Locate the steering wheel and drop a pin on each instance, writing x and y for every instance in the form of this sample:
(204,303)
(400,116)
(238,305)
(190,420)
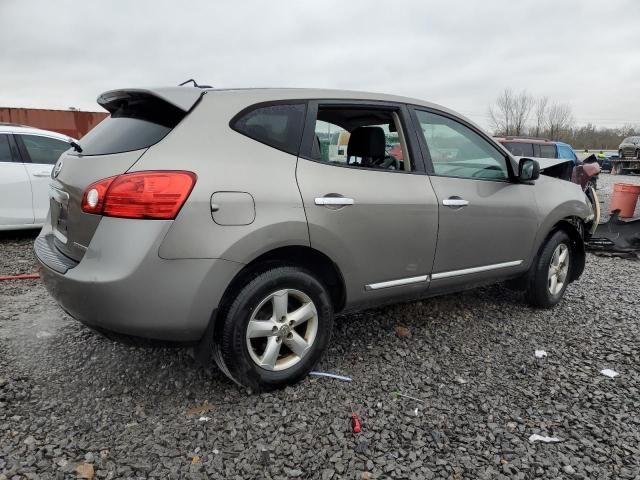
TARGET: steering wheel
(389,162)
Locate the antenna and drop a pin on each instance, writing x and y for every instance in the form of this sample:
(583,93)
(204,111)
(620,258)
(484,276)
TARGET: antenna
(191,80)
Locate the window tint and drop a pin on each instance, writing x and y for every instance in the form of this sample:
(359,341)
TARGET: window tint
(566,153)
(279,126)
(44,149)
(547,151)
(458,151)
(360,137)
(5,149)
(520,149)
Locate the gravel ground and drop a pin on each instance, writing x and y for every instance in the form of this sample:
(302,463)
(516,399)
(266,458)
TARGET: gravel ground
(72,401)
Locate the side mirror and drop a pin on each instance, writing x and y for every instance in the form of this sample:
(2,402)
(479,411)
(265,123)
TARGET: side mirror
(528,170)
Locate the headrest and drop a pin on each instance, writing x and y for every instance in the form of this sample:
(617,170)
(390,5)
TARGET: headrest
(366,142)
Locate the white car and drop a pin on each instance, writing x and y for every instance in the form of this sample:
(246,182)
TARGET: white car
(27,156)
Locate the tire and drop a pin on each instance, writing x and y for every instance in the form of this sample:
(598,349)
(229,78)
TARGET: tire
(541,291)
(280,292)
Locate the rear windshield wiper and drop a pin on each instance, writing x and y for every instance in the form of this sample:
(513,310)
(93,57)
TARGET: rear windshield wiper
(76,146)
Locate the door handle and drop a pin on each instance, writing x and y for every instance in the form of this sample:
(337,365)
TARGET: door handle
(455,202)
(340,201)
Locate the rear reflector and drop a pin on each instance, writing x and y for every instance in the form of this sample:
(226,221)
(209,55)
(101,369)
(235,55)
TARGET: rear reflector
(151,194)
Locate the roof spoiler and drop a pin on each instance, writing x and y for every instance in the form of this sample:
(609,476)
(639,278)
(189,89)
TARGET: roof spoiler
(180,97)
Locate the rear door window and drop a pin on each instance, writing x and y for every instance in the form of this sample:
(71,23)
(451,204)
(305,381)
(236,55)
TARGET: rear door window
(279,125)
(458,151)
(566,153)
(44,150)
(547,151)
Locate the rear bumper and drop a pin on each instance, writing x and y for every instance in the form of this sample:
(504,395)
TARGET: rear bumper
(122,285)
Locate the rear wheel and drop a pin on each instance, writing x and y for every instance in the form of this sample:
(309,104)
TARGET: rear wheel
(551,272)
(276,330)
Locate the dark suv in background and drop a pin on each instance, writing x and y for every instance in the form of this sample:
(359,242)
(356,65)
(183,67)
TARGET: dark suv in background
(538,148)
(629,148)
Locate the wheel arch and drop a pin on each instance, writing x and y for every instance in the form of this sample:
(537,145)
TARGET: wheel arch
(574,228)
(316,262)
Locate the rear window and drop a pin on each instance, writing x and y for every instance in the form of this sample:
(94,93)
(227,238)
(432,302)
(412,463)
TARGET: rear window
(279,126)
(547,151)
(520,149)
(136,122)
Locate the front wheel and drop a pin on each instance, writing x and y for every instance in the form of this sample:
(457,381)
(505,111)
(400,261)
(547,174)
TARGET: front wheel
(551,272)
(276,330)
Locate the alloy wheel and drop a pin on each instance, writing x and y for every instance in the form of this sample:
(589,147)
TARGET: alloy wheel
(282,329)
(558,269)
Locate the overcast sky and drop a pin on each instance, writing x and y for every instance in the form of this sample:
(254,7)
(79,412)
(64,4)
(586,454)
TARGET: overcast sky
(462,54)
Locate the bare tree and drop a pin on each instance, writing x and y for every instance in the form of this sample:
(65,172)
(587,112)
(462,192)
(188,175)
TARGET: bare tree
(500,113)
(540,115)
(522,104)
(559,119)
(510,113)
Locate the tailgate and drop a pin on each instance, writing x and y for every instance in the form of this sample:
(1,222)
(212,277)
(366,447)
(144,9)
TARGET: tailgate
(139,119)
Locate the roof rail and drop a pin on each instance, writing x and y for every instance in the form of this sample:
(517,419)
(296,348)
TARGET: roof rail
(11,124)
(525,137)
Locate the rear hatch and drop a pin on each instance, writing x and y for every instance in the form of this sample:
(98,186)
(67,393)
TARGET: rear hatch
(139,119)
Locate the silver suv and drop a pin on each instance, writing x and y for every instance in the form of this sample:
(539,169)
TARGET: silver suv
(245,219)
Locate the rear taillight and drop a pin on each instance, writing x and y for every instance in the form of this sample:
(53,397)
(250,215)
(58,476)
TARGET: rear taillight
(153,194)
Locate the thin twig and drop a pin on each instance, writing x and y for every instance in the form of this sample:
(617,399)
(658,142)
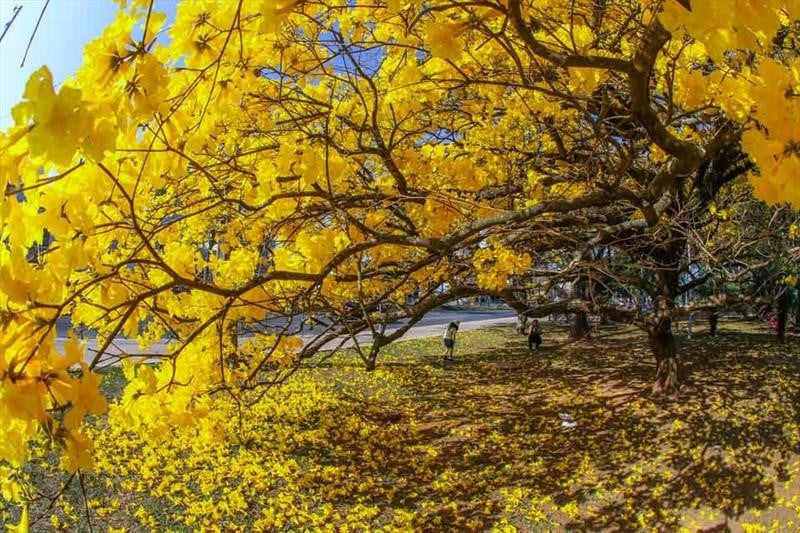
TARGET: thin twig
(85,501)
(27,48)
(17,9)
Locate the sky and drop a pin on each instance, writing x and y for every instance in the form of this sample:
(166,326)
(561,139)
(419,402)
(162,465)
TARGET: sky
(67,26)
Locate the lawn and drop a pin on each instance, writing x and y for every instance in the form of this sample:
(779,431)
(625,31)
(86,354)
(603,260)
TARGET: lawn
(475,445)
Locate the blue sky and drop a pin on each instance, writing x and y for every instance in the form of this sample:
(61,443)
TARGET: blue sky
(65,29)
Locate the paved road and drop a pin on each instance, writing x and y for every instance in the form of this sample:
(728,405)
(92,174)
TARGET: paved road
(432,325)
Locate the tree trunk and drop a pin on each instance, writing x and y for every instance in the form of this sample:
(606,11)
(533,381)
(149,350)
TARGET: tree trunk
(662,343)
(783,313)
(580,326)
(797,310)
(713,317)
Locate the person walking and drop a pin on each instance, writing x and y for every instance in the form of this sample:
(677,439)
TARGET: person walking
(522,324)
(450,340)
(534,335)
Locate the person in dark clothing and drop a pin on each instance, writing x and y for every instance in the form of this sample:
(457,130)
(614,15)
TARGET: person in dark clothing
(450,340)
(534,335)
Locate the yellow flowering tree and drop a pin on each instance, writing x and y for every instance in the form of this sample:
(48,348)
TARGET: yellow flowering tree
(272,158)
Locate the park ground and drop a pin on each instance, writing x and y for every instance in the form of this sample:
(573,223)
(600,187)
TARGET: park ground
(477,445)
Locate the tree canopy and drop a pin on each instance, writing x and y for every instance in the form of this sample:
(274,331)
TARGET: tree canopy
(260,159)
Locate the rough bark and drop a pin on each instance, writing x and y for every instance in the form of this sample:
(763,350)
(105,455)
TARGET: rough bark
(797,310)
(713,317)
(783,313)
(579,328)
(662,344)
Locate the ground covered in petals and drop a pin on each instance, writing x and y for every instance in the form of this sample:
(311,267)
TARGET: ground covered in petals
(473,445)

——

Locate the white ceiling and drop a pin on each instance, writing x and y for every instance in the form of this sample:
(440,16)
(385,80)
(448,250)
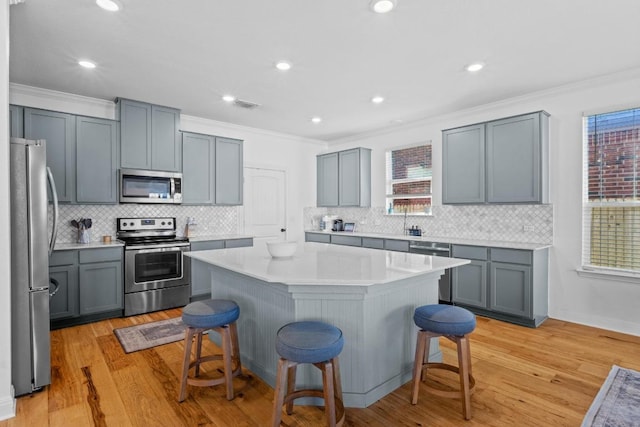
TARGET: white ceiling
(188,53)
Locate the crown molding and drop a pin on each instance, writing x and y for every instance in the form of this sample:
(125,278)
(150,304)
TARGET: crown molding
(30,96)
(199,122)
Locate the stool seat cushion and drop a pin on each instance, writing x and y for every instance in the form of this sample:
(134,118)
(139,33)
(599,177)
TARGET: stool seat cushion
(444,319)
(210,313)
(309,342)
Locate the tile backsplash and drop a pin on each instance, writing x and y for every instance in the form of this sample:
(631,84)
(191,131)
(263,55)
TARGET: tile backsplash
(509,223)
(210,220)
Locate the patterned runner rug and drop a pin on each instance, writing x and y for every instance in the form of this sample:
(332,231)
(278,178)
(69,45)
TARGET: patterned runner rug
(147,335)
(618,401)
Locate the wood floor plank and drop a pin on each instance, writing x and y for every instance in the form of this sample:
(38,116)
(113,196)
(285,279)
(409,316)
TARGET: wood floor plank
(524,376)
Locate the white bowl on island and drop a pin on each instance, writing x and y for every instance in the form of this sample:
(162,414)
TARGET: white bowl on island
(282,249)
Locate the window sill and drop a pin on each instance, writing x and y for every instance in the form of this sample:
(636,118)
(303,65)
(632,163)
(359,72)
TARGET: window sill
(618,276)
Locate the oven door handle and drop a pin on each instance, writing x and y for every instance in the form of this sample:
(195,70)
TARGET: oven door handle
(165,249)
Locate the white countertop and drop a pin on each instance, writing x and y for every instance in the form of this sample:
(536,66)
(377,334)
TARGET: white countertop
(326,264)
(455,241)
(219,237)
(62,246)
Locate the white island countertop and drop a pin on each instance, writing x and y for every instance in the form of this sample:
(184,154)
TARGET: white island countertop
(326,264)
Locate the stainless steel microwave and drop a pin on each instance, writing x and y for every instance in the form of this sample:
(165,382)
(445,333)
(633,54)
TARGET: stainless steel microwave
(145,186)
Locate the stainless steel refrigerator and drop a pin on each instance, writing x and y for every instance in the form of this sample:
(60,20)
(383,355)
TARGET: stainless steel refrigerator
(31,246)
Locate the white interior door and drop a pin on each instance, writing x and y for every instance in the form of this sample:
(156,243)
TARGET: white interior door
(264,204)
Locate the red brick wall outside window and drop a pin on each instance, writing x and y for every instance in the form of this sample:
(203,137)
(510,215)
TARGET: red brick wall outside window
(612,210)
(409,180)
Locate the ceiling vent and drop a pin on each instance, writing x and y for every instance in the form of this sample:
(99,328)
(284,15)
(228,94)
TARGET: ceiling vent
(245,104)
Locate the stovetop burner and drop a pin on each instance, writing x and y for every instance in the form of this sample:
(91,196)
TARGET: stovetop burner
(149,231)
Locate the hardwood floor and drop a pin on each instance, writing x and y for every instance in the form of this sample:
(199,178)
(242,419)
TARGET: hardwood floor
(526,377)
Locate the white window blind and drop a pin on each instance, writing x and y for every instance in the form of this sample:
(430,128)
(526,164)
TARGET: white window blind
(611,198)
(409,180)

——

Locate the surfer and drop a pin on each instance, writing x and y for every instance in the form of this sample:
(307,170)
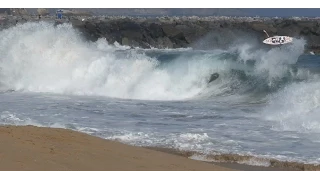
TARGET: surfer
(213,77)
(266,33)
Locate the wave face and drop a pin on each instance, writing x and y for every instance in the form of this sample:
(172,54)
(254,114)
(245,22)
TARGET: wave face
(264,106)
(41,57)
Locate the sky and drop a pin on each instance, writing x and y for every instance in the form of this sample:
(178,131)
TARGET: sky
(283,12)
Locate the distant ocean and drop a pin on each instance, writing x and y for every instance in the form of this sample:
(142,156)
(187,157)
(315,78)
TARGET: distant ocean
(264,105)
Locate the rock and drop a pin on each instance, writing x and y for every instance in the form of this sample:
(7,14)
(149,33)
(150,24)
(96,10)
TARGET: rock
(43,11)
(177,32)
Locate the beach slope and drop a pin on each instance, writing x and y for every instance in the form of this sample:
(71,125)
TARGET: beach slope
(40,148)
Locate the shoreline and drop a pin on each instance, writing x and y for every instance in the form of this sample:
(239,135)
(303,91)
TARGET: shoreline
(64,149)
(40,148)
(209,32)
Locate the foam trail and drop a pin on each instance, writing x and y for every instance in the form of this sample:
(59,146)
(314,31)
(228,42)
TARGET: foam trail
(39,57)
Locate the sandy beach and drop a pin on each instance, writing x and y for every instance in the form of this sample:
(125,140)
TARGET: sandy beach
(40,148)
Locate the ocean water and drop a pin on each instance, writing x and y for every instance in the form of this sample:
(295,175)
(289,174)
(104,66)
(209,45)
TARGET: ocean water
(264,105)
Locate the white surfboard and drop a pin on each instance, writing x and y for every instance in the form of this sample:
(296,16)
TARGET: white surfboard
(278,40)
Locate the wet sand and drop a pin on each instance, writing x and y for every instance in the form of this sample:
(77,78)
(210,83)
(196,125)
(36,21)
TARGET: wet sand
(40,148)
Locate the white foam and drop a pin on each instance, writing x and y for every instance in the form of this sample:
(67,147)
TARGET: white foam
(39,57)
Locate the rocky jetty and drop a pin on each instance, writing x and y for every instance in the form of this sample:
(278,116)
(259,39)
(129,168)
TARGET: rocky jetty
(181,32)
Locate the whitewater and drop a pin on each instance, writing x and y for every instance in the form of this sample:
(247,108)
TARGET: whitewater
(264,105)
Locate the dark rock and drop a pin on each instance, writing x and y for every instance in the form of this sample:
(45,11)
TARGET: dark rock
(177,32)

——

### DIRECTIONS FOR THIS TASK
How many of the lines above contain the string "ocean"? Case matters. Reply with the number alone.

### RIGHT ANSWER
4